*** Excerpted text ***

In addition, CU believes the presence of lead in imported toys raises once again the urgency of screening children at highest risk for lead exposure. In 1999, the U.S. Government Accounting Office (now called the Government Accountability Office) issued a report entitled “Lead Poisoning, Federal Healthcare Programs are Not Effectively Reaching At-Risk Children [GAO/HEHS-99-18]. That report found that only about 20% of the children at greatest risk are ever screened or treated for excessive
lead levels, despite the fact that this is a covered benefit under Medicaid. We urge Congress to dedicate hearings to the problem of ensuring lead screening and treatment for uninsured and Medicaid/SCHIP children.

*** End of Excerpted text ***
*** Data for review ***

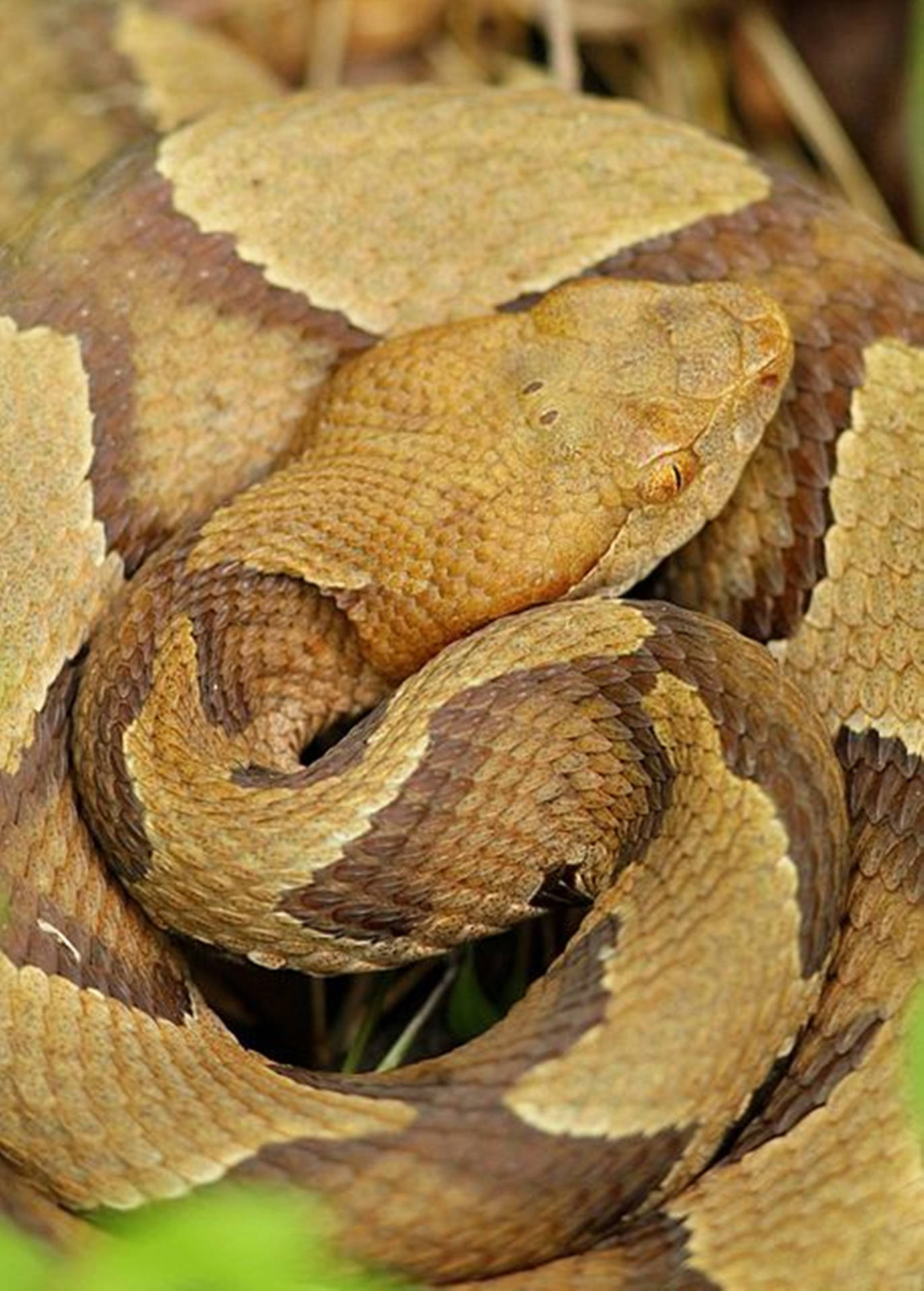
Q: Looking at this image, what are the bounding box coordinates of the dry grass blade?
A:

*** End of Data for review ***
*** Data for review ***

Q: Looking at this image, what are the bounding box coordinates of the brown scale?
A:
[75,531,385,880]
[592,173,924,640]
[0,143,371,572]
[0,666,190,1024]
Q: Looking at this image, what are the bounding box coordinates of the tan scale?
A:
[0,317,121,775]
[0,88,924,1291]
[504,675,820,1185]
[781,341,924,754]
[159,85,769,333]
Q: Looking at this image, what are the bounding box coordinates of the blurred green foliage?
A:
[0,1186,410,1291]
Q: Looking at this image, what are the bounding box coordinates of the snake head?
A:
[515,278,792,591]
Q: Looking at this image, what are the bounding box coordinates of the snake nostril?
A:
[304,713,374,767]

*** End of Data for review ***

Questions to answer —
**a)** Answer these from the text on lead screening for children:
(i) In what year was the report on federal healthcare programs issued?
(ii) What share of the children at greatest risk did that report find are ever screened or treated for excessive lead levels?
(iii) What does CU urge Congress to do?
**b)** List every abbreviation that appears in the text on lead screening.
The material has no connection to the text.

Solutions per task —
**a)**
(i) 1999
(ii) About 20%
(iii) Dedicate hearings to the problem of ensuring lead screening and treatment for uninsured and Medicaid/SCHIP children

**b)** CU, U.S., GAO, HEHS, SCHIP